EXERCISE 1 - In the passage on loss of U.S. citizenship, why did the Court in Rogers v. Bellei treat people who are citizens by birth abroad differently from other citizens?

DOCUMENT EXTRACT -
In 1958, the Supreme Court held section 349 (a) (8) unconstitutional. Trop v. Dulles, 356 U.S. 86 (1958)1. That section provided for loss of citizenship for soldiers who desert in time of war. Even though desertion is a serious crime punishable by extreme sanctions, the Court held that U.S. citizenship may not be revoked for such an offense. In 1964, the Supreme Court held in Schneider v. Rusk, 377 U.S. 167 (1964)2, that section 352 was unconstitutional. That section provided for loss of citizenship by a naturalized citizen through residence abroad. In 1967, the Supreme Court held in Afroyim v. Rusk, 387 U.S. 253 (1967), that U.S. citizenship, once

acquired, could only be lost through an act of voluntary relinquishment.

The court in Afroyim stated that although, pursuant to section 8 of article I of the Constitution, Congress has the power to provide for a "uniform rule of naturalization", the fourteenth amendment restricts Congress' power to revoke citizenship once it is acquired.

In Rogers v. Bellei, 401 U.S. 815 (1971), the same Court upheld the constitutionality of section 301(b). The Court held that the narrow class of persons who are U.S. citizens by virtue of birth abroad, were not "born or naturalized in the United States." In other words, those who acquired their U.S. citizenship solely by statute were not protected to the same extent as those who acquired it under the fourteenth amendment.

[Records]
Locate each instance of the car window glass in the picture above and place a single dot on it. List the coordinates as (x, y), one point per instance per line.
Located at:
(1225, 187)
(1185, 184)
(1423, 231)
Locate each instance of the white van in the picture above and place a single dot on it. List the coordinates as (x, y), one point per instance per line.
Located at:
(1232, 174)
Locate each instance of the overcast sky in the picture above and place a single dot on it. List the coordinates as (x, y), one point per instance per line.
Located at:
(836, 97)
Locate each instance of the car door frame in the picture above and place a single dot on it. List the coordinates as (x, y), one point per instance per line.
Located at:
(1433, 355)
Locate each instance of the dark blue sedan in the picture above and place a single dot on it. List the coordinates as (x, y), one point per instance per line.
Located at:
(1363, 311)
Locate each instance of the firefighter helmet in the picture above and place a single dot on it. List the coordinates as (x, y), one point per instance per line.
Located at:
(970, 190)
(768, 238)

EXERCISE 2 - Write out the entries word for word, from the line containing "Locate each instance of the white" through the end of the entries.

FULL OUTPUT 1 - The Court held that people who are U.S. citizens because they were born abroad were not "born or naturalized in the United States." Since they got their citizenship only by statute, they were not protected to the same extent as those who got it under the fourteenth amendment.

FULL OUTPUT 2 -
Locate each instance of the white van in the picture above and place a single dot on it. List the coordinates as (x, y), one point per instance per line.
Located at:
(1232, 174)
Locate each instance of the overcast sky in the picture above and place a single dot on it. List the coordinates as (x, y), one point per instance per line.
Located at:
(836, 97)
Locate each instance of the car door frame in the picture above and place a single dot on it. List the coordinates as (x, y), one point per instance per line.
Located at:
(1433, 355)
Locate each instance of the dark blue sedan in the picture above and place a single dot on it. List the coordinates as (x, y), one point per instance per line.
Located at:
(1363, 311)
Locate each instance of the firefighter helmet in the picture above and place a single dot on it. List the coordinates as (x, y), one point per instance per line.
Located at:
(970, 190)
(768, 238)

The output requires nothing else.